[Object position labeling entries]
%%
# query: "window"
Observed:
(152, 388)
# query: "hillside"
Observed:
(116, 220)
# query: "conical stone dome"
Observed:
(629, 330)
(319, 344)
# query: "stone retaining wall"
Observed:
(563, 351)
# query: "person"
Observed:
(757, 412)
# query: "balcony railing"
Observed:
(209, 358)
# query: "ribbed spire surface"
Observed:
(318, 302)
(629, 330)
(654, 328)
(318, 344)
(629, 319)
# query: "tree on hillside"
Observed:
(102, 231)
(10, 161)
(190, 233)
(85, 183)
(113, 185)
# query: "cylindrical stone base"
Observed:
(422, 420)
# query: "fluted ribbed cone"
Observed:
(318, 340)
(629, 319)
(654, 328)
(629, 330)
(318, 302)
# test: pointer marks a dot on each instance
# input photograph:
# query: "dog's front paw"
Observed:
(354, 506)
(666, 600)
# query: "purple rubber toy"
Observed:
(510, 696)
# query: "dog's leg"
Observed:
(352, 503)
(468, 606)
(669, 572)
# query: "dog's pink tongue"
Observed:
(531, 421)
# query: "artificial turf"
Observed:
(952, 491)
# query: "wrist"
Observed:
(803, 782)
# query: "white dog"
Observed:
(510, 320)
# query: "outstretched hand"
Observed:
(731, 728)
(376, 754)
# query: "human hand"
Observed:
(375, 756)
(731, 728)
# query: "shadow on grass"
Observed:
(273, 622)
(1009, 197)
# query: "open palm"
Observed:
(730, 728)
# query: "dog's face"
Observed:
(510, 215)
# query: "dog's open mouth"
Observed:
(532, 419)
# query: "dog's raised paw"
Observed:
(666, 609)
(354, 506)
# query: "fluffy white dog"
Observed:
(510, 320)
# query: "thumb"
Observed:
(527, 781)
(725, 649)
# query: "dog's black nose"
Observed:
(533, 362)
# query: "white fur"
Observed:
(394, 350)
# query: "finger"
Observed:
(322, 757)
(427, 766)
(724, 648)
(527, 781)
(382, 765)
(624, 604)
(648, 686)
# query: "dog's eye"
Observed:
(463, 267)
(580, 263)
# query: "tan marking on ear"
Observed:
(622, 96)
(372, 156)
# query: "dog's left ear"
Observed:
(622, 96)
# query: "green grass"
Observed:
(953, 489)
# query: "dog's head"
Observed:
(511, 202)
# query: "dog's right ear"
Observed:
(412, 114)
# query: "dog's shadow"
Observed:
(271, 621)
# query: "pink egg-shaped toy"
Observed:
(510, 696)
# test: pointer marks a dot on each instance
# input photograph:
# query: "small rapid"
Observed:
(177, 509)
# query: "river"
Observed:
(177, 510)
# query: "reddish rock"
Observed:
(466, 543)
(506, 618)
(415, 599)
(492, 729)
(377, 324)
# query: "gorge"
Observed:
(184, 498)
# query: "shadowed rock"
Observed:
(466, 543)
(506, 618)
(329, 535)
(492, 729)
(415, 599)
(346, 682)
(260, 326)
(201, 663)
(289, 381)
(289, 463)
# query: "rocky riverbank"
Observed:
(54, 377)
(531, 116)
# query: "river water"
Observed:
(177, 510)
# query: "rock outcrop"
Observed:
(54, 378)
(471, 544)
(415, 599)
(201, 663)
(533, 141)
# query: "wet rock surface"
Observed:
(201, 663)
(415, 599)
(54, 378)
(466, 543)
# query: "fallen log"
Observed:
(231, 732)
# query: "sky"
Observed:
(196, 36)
%%
> **EXERCISE**
Print every entry exactly as written.

> **OUTPUT OF THE EXERCISE**
# query: "window"
Observed:
(152, 388)
# query: "hillside"
Observed:
(116, 220)
# query: "conical stone dome"
Observed:
(629, 330)
(319, 344)
# query: "stone retaining wall"
Observed:
(563, 351)
# query: "person"
Observed:
(757, 412)
# query: "balcony railing"
Observed:
(209, 358)
# query: "ribbed spire surface"
Observed:
(318, 302)
(629, 330)
(654, 328)
(318, 344)
(629, 319)
# query: "tree on hillside"
Observed:
(102, 231)
(10, 161)
(190, 233)
(85, 183)
(113, 185)
# query: "cylindrical stone base"
Observed:
(422, 420)
# query: "fluted ribbed cone"
Observed:
(318, 340)
(629, 319)
(654, 328)
(629, 330)
(318, 302)
# test: pointer marks a dot on each instance
# input photograph:
# query: "dog's front paw"
Observed:
(354, 506)
(666, 600)
# query: "purple rubber toy"
Observed:
(510, 696)
# query: "dog's leg"
Observed:
(352, 503)
(468, 606)
(669, 572)
# query: "dog's pink tongue"
Observed:
(531, 421)
# query: "artificial turf"
Observed:
(952, 491)
# query: "wrist"
Observed:
(803, 782)
# query: "white dog"
Observed:
(510, 320)
# query: "outstretched hand"
Observed:
(731, 728)
(376, 754)
# query: "human hand"
Observed:
(375, 756)
(731, 728)
# query: "shadow on grass"
Observed:
(273, 622)
(1009, 197)
# query: "open palm"
Observed:
(730, 728)
# query: "dog's face"
Observed:
(510, 215)
# query: "dog's open mouth"
Observed:
(532, 419)
# query: "dog's raised paw"
Observed:
(666, 609)
(354, 506)
# query: "fluffy white dog"
Observed:
(510, 320)
# query: "thumb"
Observed:
(527, 781)
(725, 649)
# query: "dog's black nose"
Observed:
(533, 362)
# query: "white fur"
Observed:
(394, 350)
# query: "finger"
Observed:
(322, 757)
(427, 766)
(724, 648)
(527, 781)
(382, 765)
(624, 604)
(648, 686)
# query: "dog's eye"
Observed:
(463, 267)
(580, 263)
# query: "tan marking on ear"
Observed:
(622, 96)
(372, 156)
# query: "dog's left ear"
Observed:
(622, 96)
# query: "green grass"
Observed:
(953, 489)
# query: "dog's head"
Observed:
(511, 202)
# query: "dog's right ear"
Observed:
(412, 114)
# query: "dog's shadow"
Observed:
(271, 621)
# query: "pink egg-shaped toy"
Observed:
(510, 696)
# test: pointer marks a dot on each instance
# input photograph:
# query: "small rapid"
Observed:
(177, 509)
# query: "river"
Observed:
(177, 510)
# query: "reddish rock"
Observed:
(466, 543)
(506, 618)
(415, 599)
(492, 729)
(377, 324)
# query: "gorge"
Observed:
(184, 498)
# query: "shadowed rock"
Observed:
(466, 543)
(506, 618)
(329, 535)
(492, 729)
(415, 599)
(346, 682)
(260, 326)
(201, 663)
(289, 381)
(289, 463)
# query: "rocky riverbank"
Observed:
(54, 377)
(531, 116)
# query: "river water"
Observed:
(177, 510)
# query: "rock outcrop"
Observed:
(54, 378)
(471, 544)
(415, 599)
(201, 663)
(533, 141)
# query: "wet rock surface"
Observed:
(201, 663)
(415, 599)
(54, 378)
(466, 543)
# query: "fallen log"
Observed:
(231, 732)
# query: "sky"
Observed:
(196, 36)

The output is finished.